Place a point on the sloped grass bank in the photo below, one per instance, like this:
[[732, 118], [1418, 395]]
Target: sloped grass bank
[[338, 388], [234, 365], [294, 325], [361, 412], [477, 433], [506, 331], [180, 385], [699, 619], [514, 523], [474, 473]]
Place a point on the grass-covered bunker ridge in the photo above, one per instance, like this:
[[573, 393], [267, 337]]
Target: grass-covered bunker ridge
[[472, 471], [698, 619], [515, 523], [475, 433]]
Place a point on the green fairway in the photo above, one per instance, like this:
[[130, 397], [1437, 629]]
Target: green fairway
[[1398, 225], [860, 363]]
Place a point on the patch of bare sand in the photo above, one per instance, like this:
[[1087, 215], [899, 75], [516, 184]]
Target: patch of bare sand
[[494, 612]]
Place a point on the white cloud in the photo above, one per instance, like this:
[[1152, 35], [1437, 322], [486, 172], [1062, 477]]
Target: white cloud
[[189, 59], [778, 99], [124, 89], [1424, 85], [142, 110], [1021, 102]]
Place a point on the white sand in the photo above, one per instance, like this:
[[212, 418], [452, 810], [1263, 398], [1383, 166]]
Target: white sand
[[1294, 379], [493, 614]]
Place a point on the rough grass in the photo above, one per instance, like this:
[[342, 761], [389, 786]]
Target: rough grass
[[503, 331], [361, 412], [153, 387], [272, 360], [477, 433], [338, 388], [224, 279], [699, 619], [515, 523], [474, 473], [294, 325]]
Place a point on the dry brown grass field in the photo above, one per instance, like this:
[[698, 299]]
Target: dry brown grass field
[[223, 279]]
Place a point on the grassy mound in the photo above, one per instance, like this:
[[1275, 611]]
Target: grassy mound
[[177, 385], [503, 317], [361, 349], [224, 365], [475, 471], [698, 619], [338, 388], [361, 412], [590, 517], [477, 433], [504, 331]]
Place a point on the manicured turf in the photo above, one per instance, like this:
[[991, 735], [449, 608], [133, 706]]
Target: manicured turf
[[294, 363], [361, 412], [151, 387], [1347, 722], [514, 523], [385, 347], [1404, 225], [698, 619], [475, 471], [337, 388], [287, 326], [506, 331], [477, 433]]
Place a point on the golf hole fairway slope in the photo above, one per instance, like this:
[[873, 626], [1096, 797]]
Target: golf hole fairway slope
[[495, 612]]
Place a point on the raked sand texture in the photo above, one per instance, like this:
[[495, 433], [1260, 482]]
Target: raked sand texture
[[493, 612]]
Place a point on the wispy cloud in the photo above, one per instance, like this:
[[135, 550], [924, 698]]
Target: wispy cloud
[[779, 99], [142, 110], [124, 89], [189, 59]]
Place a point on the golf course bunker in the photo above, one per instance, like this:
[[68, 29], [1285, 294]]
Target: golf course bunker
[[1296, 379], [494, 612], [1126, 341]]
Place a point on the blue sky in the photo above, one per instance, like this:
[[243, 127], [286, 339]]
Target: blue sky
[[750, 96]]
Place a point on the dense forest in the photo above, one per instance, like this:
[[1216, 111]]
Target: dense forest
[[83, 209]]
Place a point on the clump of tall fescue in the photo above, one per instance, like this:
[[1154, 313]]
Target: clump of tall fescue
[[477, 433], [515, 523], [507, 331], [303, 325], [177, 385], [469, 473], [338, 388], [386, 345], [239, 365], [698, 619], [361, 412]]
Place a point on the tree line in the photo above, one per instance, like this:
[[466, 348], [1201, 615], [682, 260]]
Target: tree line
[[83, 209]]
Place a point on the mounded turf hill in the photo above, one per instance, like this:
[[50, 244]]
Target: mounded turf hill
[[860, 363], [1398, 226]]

────────────────────

• [GIVEN REQUEST]: Please write all of the data above out again, substituting "object" for each "instance" and leaving everything else unchanged.

• [EXERCISE SOLUTION]:
Place a point on the sloped grass bank in the photo below, one per object, like this:
[[732, 118], [1418, 395]]
Target: sloped grass bank
[[338, 388], [234, 365], [294, 325], [361, 412], [477, 433], [506, 331], [180, 385], [699, 619], [514, 523], [474, 473]]
Place a point on the grass-covered bunker ridge in the photo above, one per object, like this:
[[573, 393], [267, 337]]
Target: grass-covered bunker ridge
[[472, 471], [698, 619], [515, 523], [475, 433]]
Place a point on the green fairway in the photo above, one per object, like this:
[[130, 397], [1437, 629]]
Target: green fairway
[[1398, 225], [860, 363]]
Place a point on the patch of bare sand in the photo above, one per object, like this:
[[1087, 215], [899, 75], [516, 184]]
Target: patch of bare sand
[[494, 612]]
Place a point on the white cloud in the photo above, one per object, like this:
[[1152, 35], [1437, 322], [486, 172], [1062, 477]]
Target: white cloud
[[189, 59], [778, 99], [124, 89], [1424, 85], [142, 110], [1021, 102]]
Place a point on the white sand in the photo above, one per object, like this:
[[212, 418], [452, 810], [1263, 398], [1383, 166]]
Target: white sand
[[1294, 379], [493, 614]]
Place a point on the rough grass in the photo above, one per object, like this:
[[342, 761], [389, 786]]
Target: rough grass
[[503, 331], [361, 412], [153, 387], [272, 360], [477, 433], [338, 388], [224, 279], [699, 619], [515, 523], [474, 473], [294, 325]]
Place a point on the dry brown grass field in the photo above, one per object, like this:
[[698, 299]]
Target: dry brown grass field
[[223, 279]]
Place a point on the grassy mound in the photo above, one per object, like this:
[[1275, 611]]
Target: grassy mound
[[177, 385], [503, 317], [361, 349], [224, 365], [475, 471], [698, 619], [338, 388], [361, 412], [590, 517], [477, 433], [504, 331]]
Place a point on the manicured turf in the photo above, one per object, like this:
[[991, 735], [449, 608], [133, 706]]
Target: manicured turf
[[294, 363], [361, 412], [151, 387], [1347, 722], [514, 523], [385, 347], [1404, 225], [698, 619], [475, 471], [337, 388], [287, 326], [506, 331], [477, 433]]
Place a point on the golf hole fairway slope in the photo above, one per object, like this:
[[873, 626], [1096, 797]]
Target: golf hole fairway slope
[[495, 612]]
Place a point on the raked sand texture in the photo above, one per object, like this:
[[495, 433], [1260, 482]]
Target: raked sand texture
[[493, 612]]
Place a point on the wispy cloud in the photo above, one per object, like this:
[[135, 550], [924, 698]]
Target: wispy cloud
[[779, 99], [142, 110], [124, 89], [189, 59]]
Place a point on the golf course bunker in the photo above, one per object, like this:
[[68, 29], [1285, 294]]
Target: golf course bunker
[[1296, 379], [494, 612], [1126, 341]]
Place a point on the blue sky in the photo above, one per object, like this:
[[243, 127], [286, 339]]
Target: blue sky
[[750, 96]]
Place a point on the dense forest in the photo above, one per object, like this:
[[1216, 111]]
Target: dense forest
[[83, 209]]
Place a point on the clump of tall fescue in the photo above, one per object, like this:
[[1154, 313]]
Target: clump of tall fescue
[[477, 433], [515, 523], [507, 331], [303, 325], [177, 385], [469, 473], [338, 388], [386, 345], [239, 365], [698, 619], [361, 412]]
Place a point on the tree line in the photo above, one per object, like this:
[[466, 348], [1201, 615], [682, 260]]
Target: tree line
[[83, 209]]
Place a point on the mounded turf hill in the photo above, one per object, like this:
[[50, 244]]
Target: mounded turf hill
[[860, 363], [1398, 226]]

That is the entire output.